Exercise objective: Take the data below and copy exactly the lines starting at the one with "negative clicks: (256, 178)" and finishing at the one with "box: [130, 76, 223, 129]", both included.

---------- Records to process

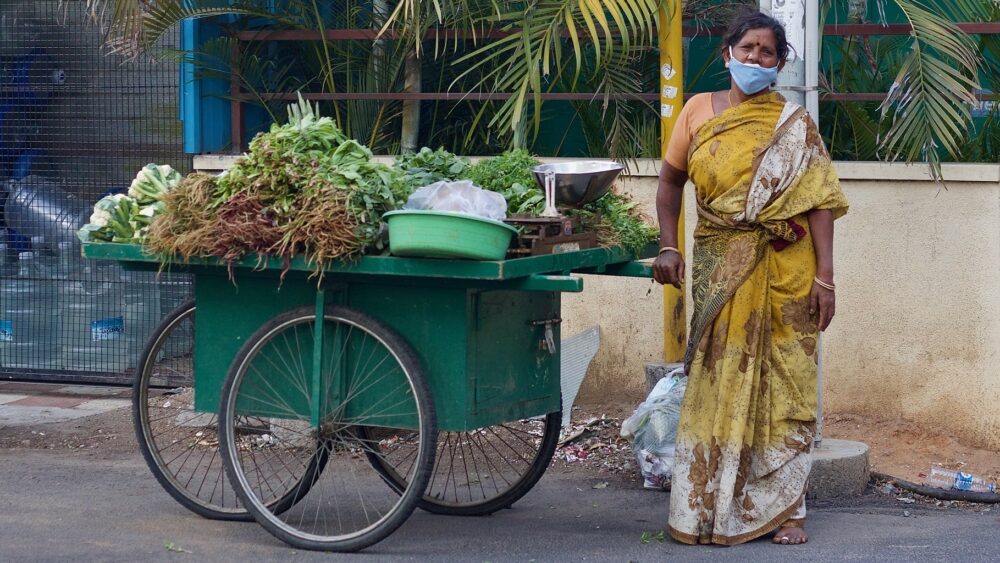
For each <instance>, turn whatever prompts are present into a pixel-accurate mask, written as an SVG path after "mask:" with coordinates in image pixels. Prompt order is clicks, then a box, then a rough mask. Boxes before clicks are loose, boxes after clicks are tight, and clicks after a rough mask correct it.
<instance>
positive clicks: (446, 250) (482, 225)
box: [383, 209, 517, 260]
mask: <svg viewBox="0 0 1000 563" xmlns="http://www.w3.org/2000/svg"><path fill="white" fill-rule="evenodd" d="M383 217H384V218H385V220H386V222H388V223H389V251H390V252H391V253H392V254H393V255H394V256H412V257H425V258H462V259H470V260H503V258H504V256H505V255H506V254H507V247H508V246H510V239H511V237H513V236H514V235H516V234H517V229H515V228H514V227H511V226H510V225H507V224H506V223H501V222H500V221H494V220H493V219H485V218H483V217H475V216H473V215H465V214H463V213H451V212H447V211H416V210H405V209H404V210H400V211H390V212H388V213H386V214H385V215H384V216H383Z"/></svg>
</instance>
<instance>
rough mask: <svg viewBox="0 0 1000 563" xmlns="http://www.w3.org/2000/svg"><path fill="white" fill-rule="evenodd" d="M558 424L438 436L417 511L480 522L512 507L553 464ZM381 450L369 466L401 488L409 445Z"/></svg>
mask: <svg viewBox="0 0 1000 563" xmlns="http://www.w3.org/2000/svg"><path fill="white" fill-rule="evenodd" d="M561 421H562V413H561V412H554V413H550V414H548V415H546V416H544V417H540V418H531V419H525V420H518V421H515V422H505V423H502V424H497V425H494V426H487V427H485V428H479V429H477V430H473V431H471V432H441V433H440V434H438V448H437V454H436V455H435V463H434V469H433V471H431V479H430V484H429V486H428V488H427V489H426V492H425V493H424V496H423V498H422V499H421V500H420V503H419V504H418V505H417V506H419V507H420V508H422V509H424V510H426V511H428V512H433V513H435V514H447V515H451V516H483V515H487V514H492V513H494V512H496V511H497V510H500V509H503V508H507V507H508V506H510V505H512V504H514V503H515V502H516V501H517V500H518V499H520V498H521V497H523V496H524V495H525V494H527V492H528V491H530V490H531V488H532V487H534V486H535V483H537V482H538V480H539V479H541V478H542V474H544V473H545V470H546V468H548V466H549V462H550V461H552V454H553V453H554V452H555V450H556V443H557V442H558V441H559V429H560V424H561ZM380 444H381V448H380V451H379V452H378V453H375V452H372V453H369V456H368V458H369V461H370V462H371V463H372V465H373V466H374V467H375V468H376V470H378V471H379V473H381V474H382V476H383V477H384V478H385V479H386V481H387V482H388V483H390V485H392V486H394V487H398V488H401V487H402V484H403V482H404V480H403V478H402V477H401V475H402V474H404V472H405V470H406V469H407V468H408V467H409V464H410V460H412V459H413V447H414V444H410V443H408V442H406V441H395V442H381V443H380Z"/></svg>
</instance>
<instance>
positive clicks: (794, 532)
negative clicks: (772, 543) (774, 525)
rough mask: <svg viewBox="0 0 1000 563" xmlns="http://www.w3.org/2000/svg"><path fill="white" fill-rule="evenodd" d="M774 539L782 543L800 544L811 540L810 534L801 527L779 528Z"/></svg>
mask: <svg viewBox="0 0 1000 563" xmlns="http://www.w3.org/2000/svg"><path fill="white" fill-rule="evenodd" d="M773 541H774V543H777V544H781V545H799V544H803V543H806V542H807V541H809V535H808V534H806V531H805V530H804V529H802V528H799V527H788V528H779V529H778V531H777V532H775V533H774V540H773Z"/></svg>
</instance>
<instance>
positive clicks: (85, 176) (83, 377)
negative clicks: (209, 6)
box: [0, 0, 191, 383]
mask: <svg viewBox="0 0 1000 563" xmlns="http://www.w3.org/2000/svg"><path fill="white" fill-rule="evenodd" d="M102 39H103V35H102V32H101V29H100V27H99V26H96V25H93V24H92V23H90V22H89V21H88V19H87V17H86V2H84V1H82V0H69V1H67V0H63V1H61V2H60V1H58V0H44V1H15V0H0V282H2V283H0V378H2V379H11V378H17V379H44V380H58V381H100V382H112V383H127V382H129V381H130V380H131V377H132V376H131V373H130V369H131V368H133V367H134V365H135V362H136V358H137V356H138V354H139V353H140V352H141V349H142V347H143V346H144V344H145V342H146V339H147V338H148V336H149V333H150V332H151V331H152V329H153V328H154V327H155V325H156V324H157V323H158V322H159V320H160V318H162V316H163V315H164V314H165V313H166V312H167V311H169V310H170V309H171V308H173V307H175V306H176V305H178V304H179V303H180V302H183V301H184V300H186V299H187V297H188V296H189V295H190V294H191V285H190V280H189V279H187V278H186V277H184V276H178V275H169V274H167V275H162V276H160V277H157V276H156V275H155V274H152V273H138V272H125V271H123V270H121V269H120V268H119V267H118V266H116V265H108V264H106V263H93V262H89V261H85V260H83V259H82V258H81V257H80V244H79V241H78V240H77V238H76V235H75V231H76V229H77V228H79V227H80V226H81V225H82V224H83V223H85V222H86V221H87V219H88V217H89V215H90V210H91V207H92V205H93V203H94V202H95V201H96V200H97V199H98V198H100V197H101V196H102V195H105V194H107V193H114V192H124V191H125V190H126V189H127V188H128V185H129V183H130V182H131V179H132V178H133V177H134V176H135V174H136V172H137V171H138V170H139V168H140V167H142V166H143V165H144V164H146V163H147V162H150V161H156V162H158V163H169V164H171V165H173V166H175V167H177V168H178V169H180V170H187V169H188V168H190V164H189V159H188V157H186V156H185V155H184V154H183V153H182V150H181V142H180V135H181V131H180V125H179V122H178V120H177V100H178V96H177V90H178V73H177V68H176V65H169V64H154V63H152V62H149V61H139V62H134V63H127V62H126V61H123V60H122V59H121V58H120V57H116V56H107V55H106V53H105V52H104V51H103V50H102V46H101V45H102Z"/></svg>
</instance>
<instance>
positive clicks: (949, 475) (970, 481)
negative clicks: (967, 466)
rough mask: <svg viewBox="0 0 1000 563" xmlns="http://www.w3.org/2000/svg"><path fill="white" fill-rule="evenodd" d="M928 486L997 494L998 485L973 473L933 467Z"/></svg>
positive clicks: (928, 479)
mask: <svg viewBox="0 0 1000 563" xmlns="http://www.w3.org/2000/svg"><path fill="white" fill-rule="evenodd" d="M927 484H929V485H931V486H933V487H938V488H940V489H955V490H959V491H972V492H974V493H995V492H996V484H994V483H988V482H986V481H985V480H983V479H982V478H980V477H977V476H975V475H973V474H971V473H962V472H961V471H952V470H950V469H944V468H943V467H932V468H931V471H930V473H929V474H928V477H927Z"/></svg>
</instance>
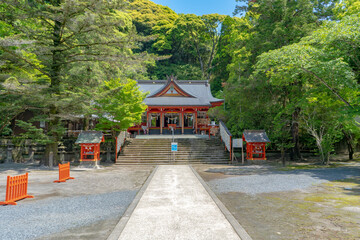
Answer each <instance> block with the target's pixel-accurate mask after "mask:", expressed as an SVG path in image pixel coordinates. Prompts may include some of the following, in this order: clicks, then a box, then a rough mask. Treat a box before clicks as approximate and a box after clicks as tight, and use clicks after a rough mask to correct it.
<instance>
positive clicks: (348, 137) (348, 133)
mask: <svg viewBox="0 0 360 240" xmlns="http://www.w3.org/2000/svg"><path fill="white" fill-rule="evenodd" d="M342 132H343V134H344V136H345V139H346V145H347V148H348V152H349V160H353V159H354V148H353V146H352V140H353V139H352V136H351V134H349V133H347V132H346V131H345V130H344V129H342Z"/></svg>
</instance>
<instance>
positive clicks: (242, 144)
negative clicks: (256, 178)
mask: <svg viewBox="0 0 360 240" xmlns="http://www.w3.org/2000/svg"><path fill="white" fill-rule="evenodd" d="M241 164H243V165H244V141H243V142H242V146H241Z"/></svg>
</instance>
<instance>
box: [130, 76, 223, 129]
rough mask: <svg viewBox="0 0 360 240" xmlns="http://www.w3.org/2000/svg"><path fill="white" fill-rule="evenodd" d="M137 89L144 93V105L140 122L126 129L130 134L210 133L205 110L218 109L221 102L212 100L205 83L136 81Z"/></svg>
mask: <svg viewBox="0 0 360 240" xmlns="http://www.w3.org/2000/svg"><path fill="white" fill-rule="evenodd" d="M137 82H138V86H139V89H140V90H141V91H143V92H148V93H149V94H148V95H147V97H146V99H145V100H144V103H145V104H146V105H147V106H148V108H147V110H146V112H145V113H144V114H143V117H142V123H141V124H139V125H136V126H133V127H130V128H129V129H128V131H129V132H130V133H133V134H135V135H136V134H171V130H170V129H171V127H172V128H174V129H175V134H197V133H201V132H207V133H210V131H211V130H212V129H213V125H212V124H210V119H209V117H208V114H207V112H208V110H209V109H210V108H212V107H216V106H221V105H222V104H223V102H224V100H222V99H217V98H214V97H213V96H212V94H211V91H210V84H209V83H208V81H199V80H194V81H190V80H176V79H175V78H174V77H171V78H169V79H168V80H156V81H151V80H147V81H137Z"/></svg>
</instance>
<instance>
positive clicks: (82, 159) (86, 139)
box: [75, 131, 105, 165]
mask: <svg viewBox="0 0 360 240" xmlns="http://www.w3.org/2000/svg"><path fill="white" fill-rule="evenodd" d="M104 141H105V139H104V134H103V133H102V132H100V131H85V132H81V133H80V134H79V136H78V139H77V140H76V142H75V144H80V145H81V155H80V164H81V163H83V162H89V163H95V165H97V163H98V162H100V143H102V142H104Z"/></svg>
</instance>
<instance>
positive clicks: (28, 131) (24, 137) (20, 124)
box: [15, 120, 51, 145]
mask: <svg viewBox="0 0 360 240" xmlns="http://www.w3.org/2000/svg"><path fill="white" fill-rule="evenodd" d="M32 122H33V121H32ZM32 122H24V121H21V120H16V125H17V126H18V127H19V128H21V129H23V130H24V131H25V132H24V133H21V134H20V135H19V136H15V138H16V139H24V140H25V139H32V140H33V141H34V142H35V143H39V144H43V145H45V144H47V143H51V140H50V138H49V137H48V136H47V135H46V134H45V133H44V130H43V129H42V128H38V127H36V126H34V124H33V123H32Z"/></svg>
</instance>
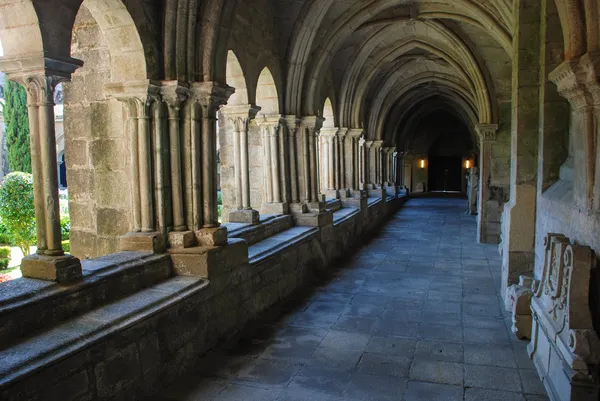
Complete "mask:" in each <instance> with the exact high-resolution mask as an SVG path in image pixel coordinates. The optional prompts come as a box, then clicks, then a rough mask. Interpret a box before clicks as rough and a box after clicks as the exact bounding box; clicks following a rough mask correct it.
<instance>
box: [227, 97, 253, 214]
mask: <svg viewBox="0 0 600 401" xmlns="http://www.w3.org/2000/svg"><path fill="white" fill-rule="evenodd" d="M259 110H260V107H258V106H253V105H239V106H224V107H223V108H222V109H221V115H223V116H224V118H225V119H227V120H228V122H229V125H228V126H229V127H231V128H233V131H231V132H226V133H225V135H229V136H231V137H232V138H233V148H234V149H233V153H234V173H235V182H234V185H235V188H236V199H235V205H236V208H235V210H232V211H231V212H230V213H229V221H230V222H232V223H250V224H258V222H259V221H260V214H259V212H258V211H257V210H254V209H252V206H251V205H250V165H249V154H248V126H249V125H250V122H251V121H252V120H253V119H254V118H255V117H256V114H257V113H258V111H259Z"/></svg>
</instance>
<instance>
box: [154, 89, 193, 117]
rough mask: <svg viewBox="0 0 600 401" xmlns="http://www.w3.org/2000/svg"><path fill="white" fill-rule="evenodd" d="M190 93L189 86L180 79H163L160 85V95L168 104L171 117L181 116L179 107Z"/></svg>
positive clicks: (177, 116) (164, 100)
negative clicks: (181, 80) (180, 114)
mask: <svg viewBox="0 0 600 401" xmlns="http://www.w3.org/2000/svg"><path fill="white" fill-rule="evenodd" d="M188 95H189V86H188V85H187V84H185V83H183V82H179V81H162V82H161V85H160V96H161V98H162V101H163V102H164V103H165V104H166V105H167V109H168V112H169V118H170V119H174V118H178V116H179V114H178V113H179V109H180V108H181V105H182V104H183V102H185V100H186V99H187V98H188Z"/></svg>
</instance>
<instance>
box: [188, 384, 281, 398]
mask: <svg viewBox="0 0 600 401" xmlns="http://www.w3.org/2000/svg"><path fill="white" fill-rule="evenodd" d="M281 391H282V390H281V389H277V388H275V389H274V388H268V389H264V388H256V387H250V386H241V385H236V384H231V385H229V386H227V388H225V390H223V392H221V393H220V394H219V395H217V396H216V397H215V398H213V400H214V401H237V400H242V399H243V400H244V401H246V400H247V401H275V400H277V399H278V397H279V394H280V392H281ZM199 399H202V398H199Z"/></svg>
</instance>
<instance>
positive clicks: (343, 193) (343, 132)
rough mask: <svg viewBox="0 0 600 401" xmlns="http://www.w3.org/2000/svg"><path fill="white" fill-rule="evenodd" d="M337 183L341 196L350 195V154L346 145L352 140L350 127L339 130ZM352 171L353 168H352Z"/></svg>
mask: <svg viewBox="0 0 600 401" xmlns="http://www.w3.org/2000/svg"><path fill="white" fill-rule="evenodd" d="M336 137H337V159H336V166H337V180H338V181H337V185H336V189H337V190H338V191H339V192H340V196H342V197H347V196H348V188H349V187H350V186H351V183H350V181H351V180H348V170H349V168H348V154H347V152H346V147H347V143H348V141H350V140H351V138H350V136H349V135H348V128H339V129H338V131H337V135H336ZM350 171H352V169H350Z"/></svg>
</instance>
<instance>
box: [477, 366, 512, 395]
mask: <svg viewBox="0 0 600 401" xmlns="http://www.w3.org/2000/svg"><path fill="white" fill-rule="evenodd" d="M465 386H467V387H477V388H486V389H492V390H503V391H511V392H515V393H518V392H521V379H520V378H519V373H518V371H517V370H516V369H508V368H497V367H491V366H480V365H465Z"/></svg>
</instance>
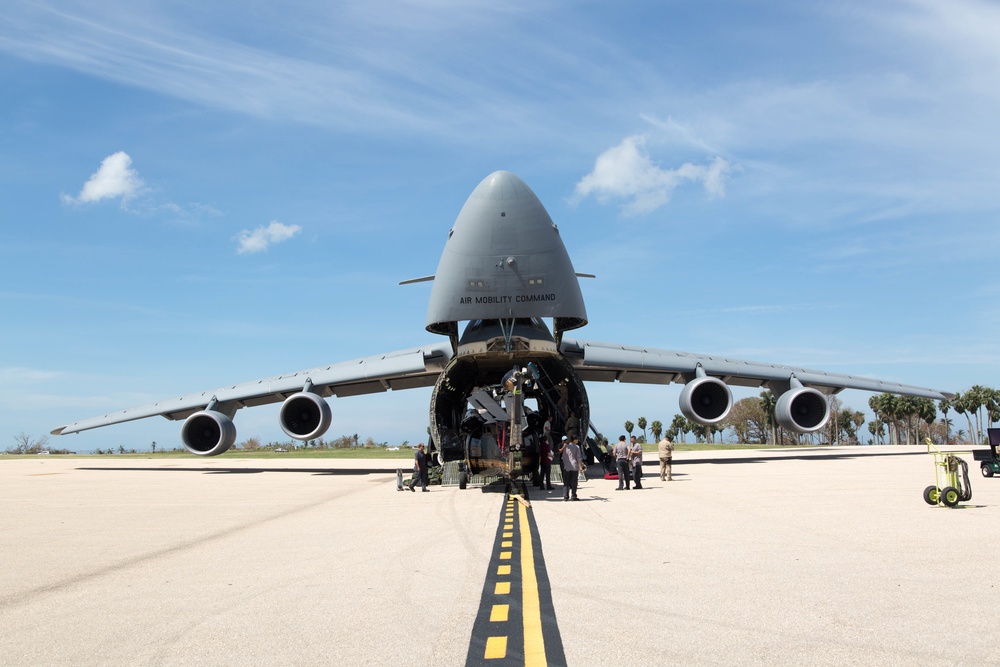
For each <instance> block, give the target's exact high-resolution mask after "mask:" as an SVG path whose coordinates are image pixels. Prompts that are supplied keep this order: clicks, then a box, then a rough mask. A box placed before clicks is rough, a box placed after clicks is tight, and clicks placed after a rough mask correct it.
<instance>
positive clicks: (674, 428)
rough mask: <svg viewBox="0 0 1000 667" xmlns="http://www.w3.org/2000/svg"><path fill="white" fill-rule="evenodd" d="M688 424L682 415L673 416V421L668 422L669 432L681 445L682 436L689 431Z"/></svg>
mask: <svg viewBox="0 0 1000 667" xmlns="http://www.w3.org/2000/svg"><path fill="white" fill-rule="evenodd" d="M690 424H691V423H690V422H689V421H688V420H687V419H685V418H684V416H683V415H674V419H673V421H672V422H670V431H671V432H672V433H674V434H675V435H674V438H675V439H676V440H679V441H680V442H682V443H683V442H684V434H685V433H687V432H688V431H690V430H691V425H690Z"/></svg>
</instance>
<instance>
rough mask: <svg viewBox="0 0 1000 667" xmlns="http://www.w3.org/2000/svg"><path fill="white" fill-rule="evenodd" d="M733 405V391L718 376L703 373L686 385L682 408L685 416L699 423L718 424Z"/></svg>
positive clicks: (691, 420) (682, 403)
mask: <svg viewBox="0 0 1000 667" xmlns="http://www.w3.org/2000/svg"><path fill="white" fill-rule="evenodd" d="M732 407H733V392H732V391H730V389H729V387H728V385H726V383H725V382H723V381H722V380H720V379H718V378H713V377H708V376H707V375H702V376H701V377H696V378H695V379H693V380H691V381H690V382H688V383H686V384H685V385H684V389H682V390H681V398H680V408H681V412H682V413H683V414H684V416H685V417H687V418H688V419H690V420H691V421H693V422H697V423H699V424H706V425H710V424H718V423H719V422H721V421H722V420H723V419H725V418H726V415H728V414H729V410H730V409H732Z"/></svg>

--------------------

Result below:
negative clicks: (256, 178)
mask: <svg viewBox="0 0 360 240" xmlns="http://www.w3.org/2000/svg"><path fill="white" fill-rule="evenodd" d="M241 164H243V165H244V141H243V142H242V146H241Z"/></svg>
</instance>
<instance>
box: [130, 76, 223, 129]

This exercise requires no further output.